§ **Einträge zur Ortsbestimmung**
#####

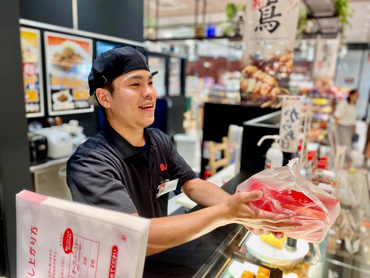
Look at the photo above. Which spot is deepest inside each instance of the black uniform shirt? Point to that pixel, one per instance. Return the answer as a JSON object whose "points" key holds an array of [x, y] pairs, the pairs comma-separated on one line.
{"points": [[107, 171]]}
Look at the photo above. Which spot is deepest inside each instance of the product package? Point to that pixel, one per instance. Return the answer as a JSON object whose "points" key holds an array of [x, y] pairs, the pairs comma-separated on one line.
{"points": [[58, 238], [285, 191]]}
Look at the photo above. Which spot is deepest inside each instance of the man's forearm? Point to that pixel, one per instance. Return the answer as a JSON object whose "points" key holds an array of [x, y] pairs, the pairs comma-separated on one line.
{"points": [[168, 232], [204, 193]]}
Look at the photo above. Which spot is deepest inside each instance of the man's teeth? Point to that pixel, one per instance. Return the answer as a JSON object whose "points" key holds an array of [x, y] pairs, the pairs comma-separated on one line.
{"points": [[147, 106]]}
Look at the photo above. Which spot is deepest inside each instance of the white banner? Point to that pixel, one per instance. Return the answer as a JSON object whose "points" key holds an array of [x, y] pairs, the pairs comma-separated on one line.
{"points": [[326, 58], [269, 36], [290, 124]]}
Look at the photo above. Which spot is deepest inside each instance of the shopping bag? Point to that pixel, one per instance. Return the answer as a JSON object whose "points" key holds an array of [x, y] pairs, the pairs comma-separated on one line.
{"points": [[286, 191], [58, 238]]}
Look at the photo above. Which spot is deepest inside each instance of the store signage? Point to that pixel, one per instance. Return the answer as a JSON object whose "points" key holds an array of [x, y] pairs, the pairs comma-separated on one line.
{"points": [[290, 124], [68, 63], [326, 59], [269, 36], [32, 72]]}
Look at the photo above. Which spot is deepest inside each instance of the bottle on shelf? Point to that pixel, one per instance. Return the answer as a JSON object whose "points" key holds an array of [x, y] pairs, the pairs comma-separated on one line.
{"points": [[274, 155], [207, 172]]}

#####

§ **Aufgabe**
Gib sämtliche obigen Zeilen als nummerierte Liste ohne Leerzeilen aus. Die Bilder sollen in der Ausgabe fehlen.

§ **Antwort**
1. Look at the photo above. Which spot is deepest inside each instance of the black uniform shirt? Point to that pixel, one per instance. Return the answer as a JSON object whose "points" key holds an array of [x, y] pairs, the pairs comma-separated on one line.
2. {"points": [[107, 171]]}
3. Look at the photo above. Which spot is deepest inside each instance of the product package? Point to that pixel, one per instance. Return the answer as a JSON object whose "points" key holds an array of [x, y] pairs, the pairs comma-separated on one line.
4. {"points": [[58, 238], [285, 191]]}
5. Look at the photo above. Which spot is deepest inside each instance of the man's forearm? Point to that pixel, one per instance. Return the answer as a JSON object whose "points" key holds an array of [x, y] pairs, the pairs comma-separated on one line.
6. {"points": [[168, 232], [204, 193]]}
7. Look at the photo above. Which spot is deepest inside each instance of the man's teeth? Point to that pixel, one per instance. Return the answer as a JSON object whose "points" key holds an array of [x, y] pairs, the pairs comma-separated on one line.
8. {"points": [[147, 106]]}
9. Look at the photo above. Which spot is deepest inside each instance of the white banner? Point to that pixel, one per instance. Return the answer as a JSON object whose "points" key holds an array of [x, y] pairs, the pairs comma-separated on one line.
10. {"points": [[326, 58], [269, 36], [290, 124]]}
11. Look at the photo above. Which spot is deepest inside each instance of the shopping bag? Point to that pixel, one per instance. Return the answer as a JSON object whose "points" key holds an array of [x, y] pairs, the pairs comma-separated on one line.
12. {"points": [[286, 191], [58, 238]]}
13. Look at the photo above. Which spot is deepest inside each instance of the store signage? Point to that pixel, one per instance. Return the answer as a JSON object whose "points" key holds an array of [x, y] pairs, the pairs comma-separated on one line.
14. {"points": [[290, 124], [68, 63], [326, 59], [269, 36], [32, 72]]}
15. Look at the photo above. Which spot is deepest inside each instance of the bottle on shelf? Point to that pixel, one per instance. Return the answer as a JSON object whose "points" key holds an array of [x, y] pairs, the pairs comma-separated on one line.
16. {"points": [[274, 155], [207, 172]]}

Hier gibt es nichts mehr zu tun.